• **Task**: Scale only the entries that begin at the line containing "Verify: does the image above include any snow" and end after the line containing "[0,0,120,37]". Write out every one of those lines again, requests included, multiplying each bounding-box coordinate in the answers by 1.3 and rounding to whole numbers, with halves rounded up.

# start of Extracted entries

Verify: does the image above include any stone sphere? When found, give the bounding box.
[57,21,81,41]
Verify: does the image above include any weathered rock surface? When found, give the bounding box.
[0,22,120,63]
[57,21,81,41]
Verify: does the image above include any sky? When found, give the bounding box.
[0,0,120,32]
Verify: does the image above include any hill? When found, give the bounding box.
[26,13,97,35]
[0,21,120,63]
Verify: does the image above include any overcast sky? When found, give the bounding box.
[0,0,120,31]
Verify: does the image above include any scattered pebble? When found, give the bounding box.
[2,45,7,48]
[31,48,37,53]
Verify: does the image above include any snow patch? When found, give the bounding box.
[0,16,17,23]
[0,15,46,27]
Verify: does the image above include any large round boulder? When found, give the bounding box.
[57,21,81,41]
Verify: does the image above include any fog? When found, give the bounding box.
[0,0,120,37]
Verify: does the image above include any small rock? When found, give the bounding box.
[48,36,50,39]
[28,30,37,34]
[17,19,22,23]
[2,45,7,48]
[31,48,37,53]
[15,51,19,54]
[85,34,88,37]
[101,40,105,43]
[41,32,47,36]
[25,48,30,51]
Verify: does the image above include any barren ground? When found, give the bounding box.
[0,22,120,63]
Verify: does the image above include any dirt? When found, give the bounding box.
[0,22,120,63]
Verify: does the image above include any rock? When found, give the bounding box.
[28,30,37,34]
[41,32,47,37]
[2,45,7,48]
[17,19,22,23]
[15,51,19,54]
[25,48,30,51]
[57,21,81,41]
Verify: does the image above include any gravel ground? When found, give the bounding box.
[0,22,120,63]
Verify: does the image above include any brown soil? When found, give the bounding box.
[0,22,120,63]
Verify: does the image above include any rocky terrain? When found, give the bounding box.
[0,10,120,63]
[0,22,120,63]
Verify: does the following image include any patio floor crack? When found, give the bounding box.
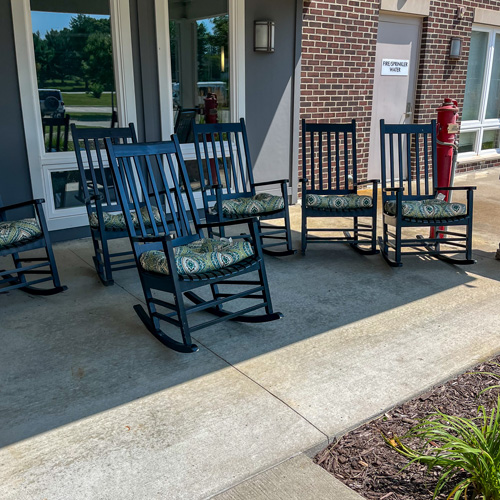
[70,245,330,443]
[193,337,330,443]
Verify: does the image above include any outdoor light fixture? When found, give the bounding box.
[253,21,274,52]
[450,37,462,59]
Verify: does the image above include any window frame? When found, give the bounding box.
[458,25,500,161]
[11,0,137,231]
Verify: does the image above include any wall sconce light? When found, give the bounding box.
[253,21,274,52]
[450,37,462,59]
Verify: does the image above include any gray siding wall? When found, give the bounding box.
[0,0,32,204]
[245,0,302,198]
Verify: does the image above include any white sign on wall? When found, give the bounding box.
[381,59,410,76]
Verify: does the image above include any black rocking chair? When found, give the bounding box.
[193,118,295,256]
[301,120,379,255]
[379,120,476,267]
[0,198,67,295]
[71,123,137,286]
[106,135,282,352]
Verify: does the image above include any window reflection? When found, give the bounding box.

# end of Extracted entries
# start of Extracted entries

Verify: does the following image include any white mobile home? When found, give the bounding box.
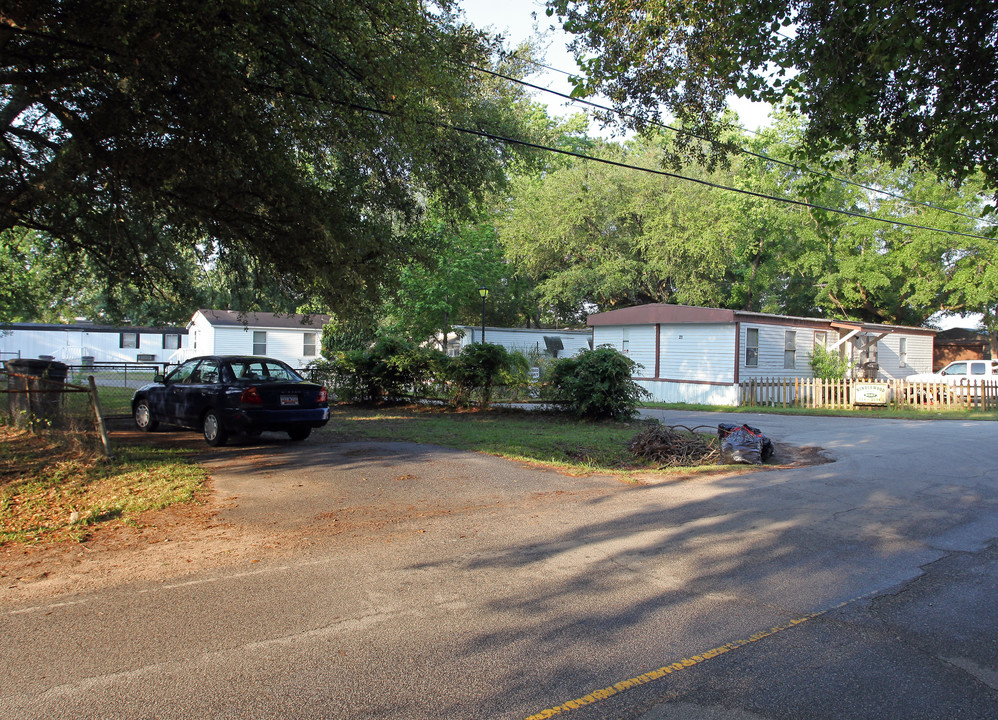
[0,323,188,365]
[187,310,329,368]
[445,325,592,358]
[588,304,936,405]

# end of Extracted entries

• **The reply**:
Verify: does the image above include any snow patch? When found, give the bounding box.
[0,21,22,30]
[0,20,60,35]
Verify: does the image above include any large round boulder? When found, give the bounding box.
[74,27,105,53]
Verify: does the image above include any fog? When found, give the bounding box.
[0,0,156,48]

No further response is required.